» **PASSAGE SHOWN**

-
Delicious Memex
Introduced September 1 – Due September 22
Technologies
Javascript, jQuery, Greasemonkey, JSON, Delicious API
Description
During the first class students saw and later implemented a standalone version that allows users to load bookmarks from any Delicious account and create a new trail. For this assignment, students will create a related implementation that explores the idea of trails as a mechanism for organizing information using Delicious.
Options
Select one of the following as a starting point:
-
Improvements to Standalone Trail Maker: Building upon the allowing people to create trails from more than one user's bookmarks, search, go through tags.
-
Trail Browser: Create an interface that displays all of a Delicious user's trails and lets you navigate through them. The navigation interface could be purely textual and display metadata from Delicious. It could also display bookmarked pages themselves within an iframe or by using a screencapture utility like webkit2png or khtml2png.
-
Post to Trail: Use Greasemonkey to modify the Delicious Post a Bookmark screen so that a user can add a bookmark to an existing trail or create a new one.
-
Trail Maker at Delicious: Use Greasemonkey to modify the Delicious bookmarks page to allow users to create a trail from their bookmarks within the current Delicious interface.
Notes
The syntax for trails that we will be using on Delicious is to apply 'trail:[trail_name]' to an item to indicate that it is part of a trail and 'step:[number]' to indicate where in the trail the item is positioned. Each item in a trail named "Vacation in Paris," for example, has a tag 'trail:vacation_in_paris'. The first item in the trail has a tag 'step:1', the second item has the tag 'step:2', and so on.
-
Controlled Vocabularies
Introduced September 22 – Due October 6
Technologies
Javascript, jQuery, Greasemonkey, JSON, site-specific APIs
Description
In Cory Doctorow's "Metacrap" essay he lists seven problems with explicit metadata. Students will build or modify UI as a way to potentially address one of these problems, making it easier to use a controlled and consistent vocabulary.
Students may also run experiments or analyze existing data to document how much of a problem uncontrolled vocabularies are and how much of a difference a simple fix might make.
Options
Select one of the following as a starting point:
-
People are lazy: Attempt to prove Doctorow wrong and show that ease-of-use will help this problem. Add UI onto Delicious (or some other service) that helpfully suggests tags to make it easy for you to follow the strict tagging principles you defined in 202 Assignment 6 last year or the vocabulary you designed in Assignment 3 this year. Or, investigate automatic tagging using the mSense API, the Times Topics API or some other approach.

» **DATASET ENTRIES**

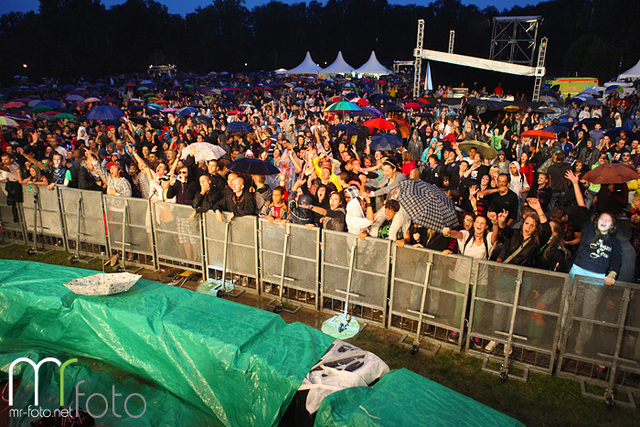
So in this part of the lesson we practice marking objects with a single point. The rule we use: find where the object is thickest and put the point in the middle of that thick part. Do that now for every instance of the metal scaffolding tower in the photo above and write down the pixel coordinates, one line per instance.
(514, 39)
(417, 69)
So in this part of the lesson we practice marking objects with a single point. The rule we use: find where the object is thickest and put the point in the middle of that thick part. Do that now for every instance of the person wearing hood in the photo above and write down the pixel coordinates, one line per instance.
(359, 215)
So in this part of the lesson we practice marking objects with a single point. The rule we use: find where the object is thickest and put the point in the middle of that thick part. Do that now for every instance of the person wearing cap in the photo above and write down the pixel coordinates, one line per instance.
(390, 186)
(117, 185)
(359, 215)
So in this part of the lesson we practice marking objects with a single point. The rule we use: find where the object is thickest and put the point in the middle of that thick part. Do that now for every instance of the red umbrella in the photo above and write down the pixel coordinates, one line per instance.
(13, 104)
(379, 124)
(613, 173)
(541, 134)
(361, 101)
(413, 106)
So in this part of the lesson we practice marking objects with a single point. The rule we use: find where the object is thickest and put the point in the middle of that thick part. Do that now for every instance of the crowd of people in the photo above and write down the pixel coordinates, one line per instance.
(526, 205)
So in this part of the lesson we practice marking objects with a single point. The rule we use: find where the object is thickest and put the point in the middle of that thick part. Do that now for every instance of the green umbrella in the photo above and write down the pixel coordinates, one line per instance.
(41, 109)
(66, 116)
(487, 151)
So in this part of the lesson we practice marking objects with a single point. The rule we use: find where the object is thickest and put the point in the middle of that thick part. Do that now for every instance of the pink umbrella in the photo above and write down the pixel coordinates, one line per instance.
(13, 104)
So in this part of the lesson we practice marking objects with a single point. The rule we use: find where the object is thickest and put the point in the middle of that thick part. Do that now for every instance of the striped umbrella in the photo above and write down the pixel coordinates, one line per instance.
(427, 205)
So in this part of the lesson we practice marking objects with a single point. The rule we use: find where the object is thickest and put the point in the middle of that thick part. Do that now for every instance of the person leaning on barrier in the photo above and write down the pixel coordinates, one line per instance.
(599, 255)
(239, 201)
(205, 199)
(116, 184)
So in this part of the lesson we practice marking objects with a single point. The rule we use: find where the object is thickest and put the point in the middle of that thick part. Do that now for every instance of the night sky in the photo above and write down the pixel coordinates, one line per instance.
(184, 7)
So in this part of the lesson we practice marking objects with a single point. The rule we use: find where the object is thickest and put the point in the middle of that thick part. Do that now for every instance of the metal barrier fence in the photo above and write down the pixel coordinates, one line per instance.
(232, 247)
(516, 312)
(601, 344)
(425, 286)
(296, 274)
(11, 220)
(83, 216)
(41, 213)
(129, 230)
(369, 272)
(516, 316)
(178, 237)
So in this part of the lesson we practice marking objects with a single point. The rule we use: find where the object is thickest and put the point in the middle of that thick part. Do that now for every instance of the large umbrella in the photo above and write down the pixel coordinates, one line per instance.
(6, 121)
(253, 167)
(402, 126)
(380, 123)
(540, 134)
(385, 142)
(613, 173)
(348, 129)
(105, 112)
(487, 151)
(243, 127)
(204, 151)
(427, 205)
(13, 104)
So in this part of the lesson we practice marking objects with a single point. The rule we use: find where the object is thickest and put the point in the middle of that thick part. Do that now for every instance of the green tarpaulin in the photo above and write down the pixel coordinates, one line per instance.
(236, 364)
(403, 398)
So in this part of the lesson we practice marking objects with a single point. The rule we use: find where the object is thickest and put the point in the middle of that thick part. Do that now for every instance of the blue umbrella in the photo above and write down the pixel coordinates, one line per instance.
(239, 127)
(183, 112)
(50, 103)
(349, 129)
(385, 142)
(253, 166)
(105, 112)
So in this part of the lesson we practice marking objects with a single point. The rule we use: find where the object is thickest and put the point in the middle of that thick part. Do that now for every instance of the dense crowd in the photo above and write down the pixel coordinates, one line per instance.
(523, 203)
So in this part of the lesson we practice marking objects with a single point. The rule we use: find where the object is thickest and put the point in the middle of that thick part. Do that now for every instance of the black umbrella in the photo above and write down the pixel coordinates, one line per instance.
(239, 127)
(427, 205)
(253, 167)
(385, 142)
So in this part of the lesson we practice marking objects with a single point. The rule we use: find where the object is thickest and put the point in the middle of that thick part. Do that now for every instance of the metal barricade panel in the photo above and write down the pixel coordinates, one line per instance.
(91, 216)
(6, 214)
(178, 240)
(49, 219)
(538, 299)
(601, 337)
(371, 270)
(446, 294)
(301, 265)
(242, 245)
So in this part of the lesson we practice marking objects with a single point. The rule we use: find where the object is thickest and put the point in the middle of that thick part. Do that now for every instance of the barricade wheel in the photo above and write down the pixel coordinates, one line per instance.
(608, 400)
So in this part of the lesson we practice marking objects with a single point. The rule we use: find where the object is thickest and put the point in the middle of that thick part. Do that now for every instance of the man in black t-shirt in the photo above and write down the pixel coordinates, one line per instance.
(502, 198)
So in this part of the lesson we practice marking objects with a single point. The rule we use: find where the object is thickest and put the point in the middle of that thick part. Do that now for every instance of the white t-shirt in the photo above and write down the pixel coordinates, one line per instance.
(463, 267)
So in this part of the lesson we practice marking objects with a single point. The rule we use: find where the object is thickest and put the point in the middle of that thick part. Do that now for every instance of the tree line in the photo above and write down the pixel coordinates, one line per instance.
(72, 38)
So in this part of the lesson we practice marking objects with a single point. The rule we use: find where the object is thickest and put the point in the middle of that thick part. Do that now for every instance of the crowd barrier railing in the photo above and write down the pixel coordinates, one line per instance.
(519, 311)
(425, 286)
(232, 247)
(178, 236)
(42, 217)
(591, 334)
(83, 216)
(129, 228)
(11, 220)
(601, 343)
(361, 265)
(289, 260)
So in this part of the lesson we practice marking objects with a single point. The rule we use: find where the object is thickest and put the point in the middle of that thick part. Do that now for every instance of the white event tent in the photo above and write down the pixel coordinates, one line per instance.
(308, 66)
(373, 66)
(339, 66)
(632, 73)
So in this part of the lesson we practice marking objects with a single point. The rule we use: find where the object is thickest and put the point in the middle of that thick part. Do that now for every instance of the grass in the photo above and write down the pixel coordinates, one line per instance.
(541, 401)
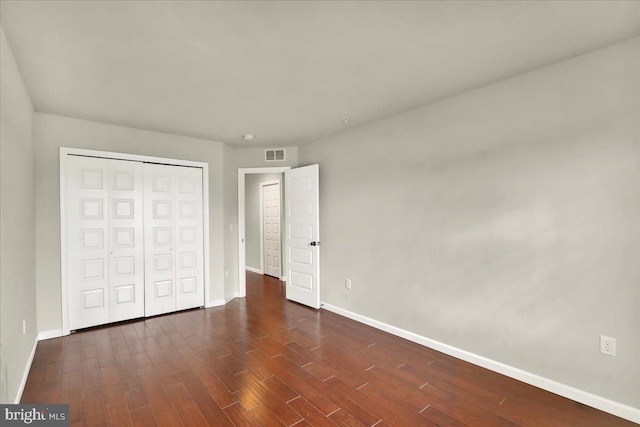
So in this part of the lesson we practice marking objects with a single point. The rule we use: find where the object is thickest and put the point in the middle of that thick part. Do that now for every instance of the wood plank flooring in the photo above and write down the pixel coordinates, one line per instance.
(265, 361)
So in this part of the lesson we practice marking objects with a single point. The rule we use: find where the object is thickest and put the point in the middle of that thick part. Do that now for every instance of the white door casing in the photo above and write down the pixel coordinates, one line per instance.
(159, 211)
(303, 235)
(173, 238)
(104, 225)
(271, 227)
(126, 248)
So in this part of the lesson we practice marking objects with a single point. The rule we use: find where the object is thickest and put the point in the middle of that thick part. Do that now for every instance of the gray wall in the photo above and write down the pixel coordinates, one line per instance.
(51, 132)
(252, 216)
(503, 221)
(17, 238)
(234, 159)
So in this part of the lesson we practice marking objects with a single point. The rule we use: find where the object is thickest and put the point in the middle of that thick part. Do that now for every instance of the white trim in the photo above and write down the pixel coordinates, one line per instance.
(47, 335)
(242, 254)
(64, 152)
(262, 185)
(25, 374)
(254, 270)
(618, 409)
(215, 303)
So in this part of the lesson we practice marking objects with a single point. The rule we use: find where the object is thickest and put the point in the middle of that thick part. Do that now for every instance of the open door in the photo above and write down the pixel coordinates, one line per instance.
(302, 235)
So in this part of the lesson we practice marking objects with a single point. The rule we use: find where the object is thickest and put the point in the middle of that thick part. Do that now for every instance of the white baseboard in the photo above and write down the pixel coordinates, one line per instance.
(46, 335)
(25, 374)
(618, 409)
(215, 303)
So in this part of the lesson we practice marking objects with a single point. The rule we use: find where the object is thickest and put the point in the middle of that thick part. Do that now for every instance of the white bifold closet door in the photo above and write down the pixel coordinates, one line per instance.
(173, 238)
(104, 224)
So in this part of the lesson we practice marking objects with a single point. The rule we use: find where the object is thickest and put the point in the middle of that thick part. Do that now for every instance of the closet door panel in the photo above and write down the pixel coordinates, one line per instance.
(189, 238)
(126, 249)
(159, 239)
(87, 235)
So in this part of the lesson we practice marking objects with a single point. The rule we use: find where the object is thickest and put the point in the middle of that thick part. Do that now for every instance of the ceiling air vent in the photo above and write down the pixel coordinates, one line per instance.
(274, 155)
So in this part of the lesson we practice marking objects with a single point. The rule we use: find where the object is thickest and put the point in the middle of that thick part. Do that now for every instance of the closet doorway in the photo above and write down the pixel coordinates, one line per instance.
(134, 232)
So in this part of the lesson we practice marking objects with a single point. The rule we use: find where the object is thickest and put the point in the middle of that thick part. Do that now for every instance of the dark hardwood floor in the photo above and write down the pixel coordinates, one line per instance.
(265, 361)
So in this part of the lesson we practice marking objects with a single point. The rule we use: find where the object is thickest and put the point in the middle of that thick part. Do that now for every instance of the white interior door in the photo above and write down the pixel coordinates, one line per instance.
(271, 228)
(303, 235)
(104, 235)
(189, 238)
(159, 217)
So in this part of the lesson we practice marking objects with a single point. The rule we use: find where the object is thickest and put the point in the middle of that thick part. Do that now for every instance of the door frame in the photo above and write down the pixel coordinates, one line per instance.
(66, 151)
(242, 254)
(262, 185)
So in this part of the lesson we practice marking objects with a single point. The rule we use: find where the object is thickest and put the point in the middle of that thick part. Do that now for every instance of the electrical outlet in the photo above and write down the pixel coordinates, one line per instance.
(607, 345)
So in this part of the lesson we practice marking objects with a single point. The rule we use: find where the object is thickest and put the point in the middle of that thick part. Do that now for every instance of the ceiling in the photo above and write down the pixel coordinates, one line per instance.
(289, 72)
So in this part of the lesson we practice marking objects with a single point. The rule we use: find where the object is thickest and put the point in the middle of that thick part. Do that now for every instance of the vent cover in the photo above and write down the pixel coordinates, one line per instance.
(275, 155)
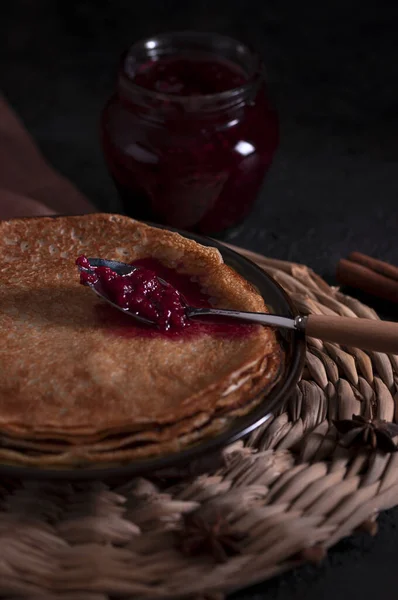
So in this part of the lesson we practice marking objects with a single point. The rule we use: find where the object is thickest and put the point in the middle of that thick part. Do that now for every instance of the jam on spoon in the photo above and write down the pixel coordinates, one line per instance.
(140, 292)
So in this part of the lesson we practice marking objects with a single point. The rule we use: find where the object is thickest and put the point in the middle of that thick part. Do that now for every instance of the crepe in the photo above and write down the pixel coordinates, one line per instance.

» **TASK REQUIREMENTS**
1. Reproduce the course assignment descriptions starting at "Students may also" and ending at "fix might make.", and swap "experiments" for "user studies".
2. Continue the course assignment descriptions from the point where they stop.

» **RESULTS OF THE TASKS**
1.
Students may also run user studies or analyze existing data to document how much of a problem uncontrolled vocabularies are and how much of a difference a simple fix might make.

2.
-
People are stupid: There still exist lots of "Plam Treo" listings on eBay. Add UI onto eBay (or some other service) that auto-corrects spelling mistakes. Or, build a UI that suggests similar spellings that are more popular.
-
Canonical: Create a metric for the dilution experienced when several non-canonical versions of a link are saved on a service like Delicious. What would the effect be if these links were all consolidated? Or, build a extension for Delicious that automatically inserts the canonical version of a URL.
-
Or: tackle another one of Doctorow's strawmen.
-
Semantic Web and Microformats
Introduced October 6 – Due October 27
Technologies
Python, Google App Engine, RDF, RDFa, FOAF, XFN
Description
The semantic web promises to define content precisely and meaningfully enough that computer agents will be able to make sense of it. Some propose that RDF and SPARQL are the correct way to realize this dream, while others argue that lighter-weight microformats are more practical. Students will build tools to either produce or consume either RDF triples or web-based microformats.
Options
Select one of the following as a starting point:
-
Build a triple-store as described in Programming the Semantic Web on top of Google App Engine, enter some triple data and write code to implement some interesting query (like six degrees of Kevin Bacon) as a web app. (Or modify RDFlib to use the Google App Engine datastore for persistent storage.) Describe the techniques for, and advantages and disadvantages of using Google App Engine's datastore for RDF storage.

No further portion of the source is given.